According to a recent review of reforms that have been implemented (Norris et al. 2010), ten states have taken steps to improve eyewitness identification procedures by either recommending or requiring some or all of these recommendations. Those states are Georgia, Maryland, New Jersey, North Carolina, Ohio, Rhode Island, Vermont, Virginia, West Virginia, and Wisconsin.

Unreliable Forensic Science Evidence

With its purported ability to scientifically link a defendant to a crime scene, forensic science plays a critically important role in criminal trials. For decades, forensic science and forensic scientists were seen as infallible. With the development of DNA testing, however, flaws in many types of forensic science have been exposed. In fact, forensic science evidence is the second most common type of evidence used to secure a wrongful conviction. One hundred thirteen of the first 200 DNA exonerations involved cases in which some kind of forensic science evidence either linked the defendant to the crime scene or placed the defendant within the population of individuals who might have committed the crime (Garrett 2008). In those cases where analysts said that forensic science linked the defendant to the crime, DNA testing proved that this testimony and those sciences were wrong. The most common forensic evidence involved serology (conventional blood typing), followed by hair evidence, soil comparison, DNA tests, bite-mark comparisons, fingerprint evidence, dog scent identification, spectrographic voice evidence, shoe prints, and fiber comparison.

Most forensic science used in courtrooms – both before and after the advent of DNA testing – involves the attempt to determine whether a suspect can be tied to a crime scene. This can happen in several ways, including the following: (1) because a suspect leaves part of himself, such as hair, semen, saliva, sweat, or blood, at a crime scene; (2) because a suspect leaves something else, such as fibers, soil, or footprints, at a crime scene; or (3) because the weapon used to injure the victim has markings that can be compared to an item (usually a gun or knife) owned by the suspect. Oftentimes, forensic scientists testified that a suspect or items in possession of the suspect “matched” evidence found at a crime scene and that this match was conclusive proof that the defendant had, in fact, been at the crime scene. This testimony often went unchallenged by defense lawyers in the era before DNA testing.
::::::::
= WORK INSTRUCTIONS =
a) In the passage on wrongful convictions, how many of the first 200 DNA exonerations involved forensic science evidence?
b) Extend the passage on wrongful convictions and forensic evidence, picking up after its final sentence.

= AVAILABLE DATA =
::::::::
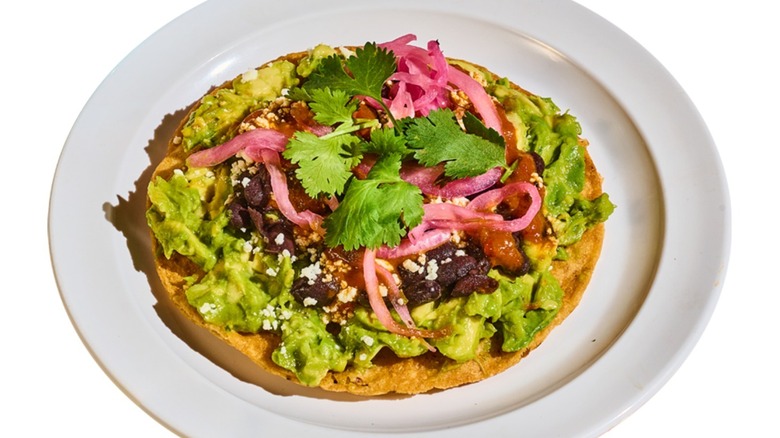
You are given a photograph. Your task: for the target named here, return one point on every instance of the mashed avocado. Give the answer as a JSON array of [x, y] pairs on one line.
[[246, 289]]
::::::::
= RESPONSES IN ORDER =
a) One hundred thirteen.

b)
However, the explosion of DNA exonerations in cases where at trial other forensic sciences conclusively linked a defendant to a piece of evidence at a crime scene proved that in many cases, what people believed to be infallible science was actually quite fallible and possibly not even science. Thus, in 2009, a committee of the National Academy of Sciences (“NAS”) issued a report commissioned by Congress that was designed to evaluate the reliability of forensic science techniques. The report identified several flaws with the way that forensic science has been developed, regulated, and practiced. It expressed particular concern with microscopic hair comparison, fingerprint comparison, gunshot residue analysis, firearm and tool-mark analysis, shoe prints, and soil and fiber comparisons. In each of those sciences, the report found that the conclusions reached by experts (that samples from crime scenes could be matched to defendants or items in the possession of defendants) were not grounded in any scientific research and were not validated by any empirical data. In addition, the lack of accreditation and certification among crime laboratories means that there frequently are no standards to determine what constitutes a match – examiners are allowed to determine for themselves, based on their experience, whether items match. Finally, even where there are standards, the lack of proficiency testing means that unqualified examiners are allowed to continue working and testifying without sufficient oversight.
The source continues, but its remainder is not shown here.